After many battles, senior defensive end Zach Hodges and junior tackle Cole Toner’s face-offs are largely mental.
After many battles, senior defensive end Zach Hodges and junior tackle Cole Toner’s face-offs are largely mental.
By Jacob D. H. Feldman, Crimson Staff Writer

Defensive end Zach Hodges shifts his foot slightly.

No fan would notice it. Hodges’ unique blend of size and speed is easier to focus on. His team-record numbers are far more noticeable too, as is the pile of awards he has already racked up heading into his senior season.

But junior tackle Cole Toner notices. He has to.

For the last month, the two have re-engaged in their raw competition. Theirs is the type of battle at the soul of football, but also the kind you might easily miss.

Hodges’ job is to get to the quarterback. Toner’s job is to stop him. Want to know what happens when an unstoppable force meets an immovable object? Watch.

▸ **Exercise aim**:
Continue the football article about Zach Hodges and Cole Toner, picking up after its last sentence. The records that come next are separate material and have no connection to the football article.

▸ **Record excerpts**:
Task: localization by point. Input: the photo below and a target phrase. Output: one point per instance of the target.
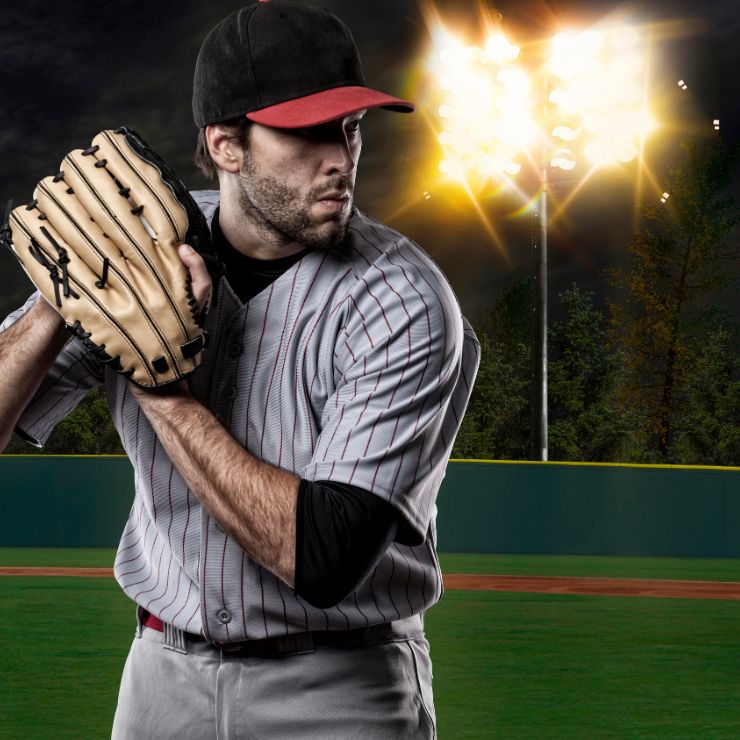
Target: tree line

--

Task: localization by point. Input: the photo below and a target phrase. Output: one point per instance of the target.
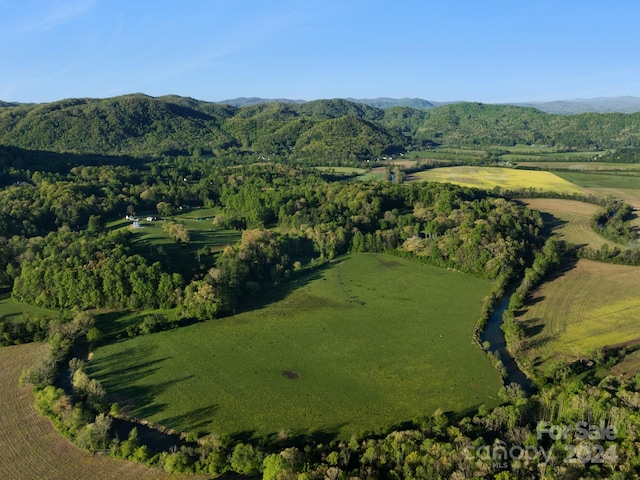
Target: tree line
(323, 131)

▸ **Final result**:
“That’s a tremendous matchup every time,” Harvard coach Tim Murphy said. “It’s one guy wins one play, one guy wins the next.”

It was not always that way, though.

Toner said that coming in as a freshman, facing Hodges and then-fifth-year senior John Lyon was intimidating. The 295-pound tackle admitted he once appreciated plays in which he did not have to block the tenacious ends, but not anymore.

Now, he is upset Hodges is getting more snaps at linebacker because it means fewer battles. Each snap he now gets against Hodges is that much more intense.

Typical is thrown out of the picture when the two line up against each other. Normally, defensive linemen do not attempt to shed their blocks—grabbing the offensive linemen and pulling them into the defender’s ‘hip pocket’—during preseason practice, but Hodges said “to heck with that” at the beginning of this training camp.

Hodges gained an edge on Toner with the aggressive tactic, but the offensive lineman quickly adjusted, Hodges said, slightly changing his technique to regain the upper hand.

Hodges responded by shifting his feet and aligning differently, and the two have gone back and forth and back and forth, pushing and pulling, ever since.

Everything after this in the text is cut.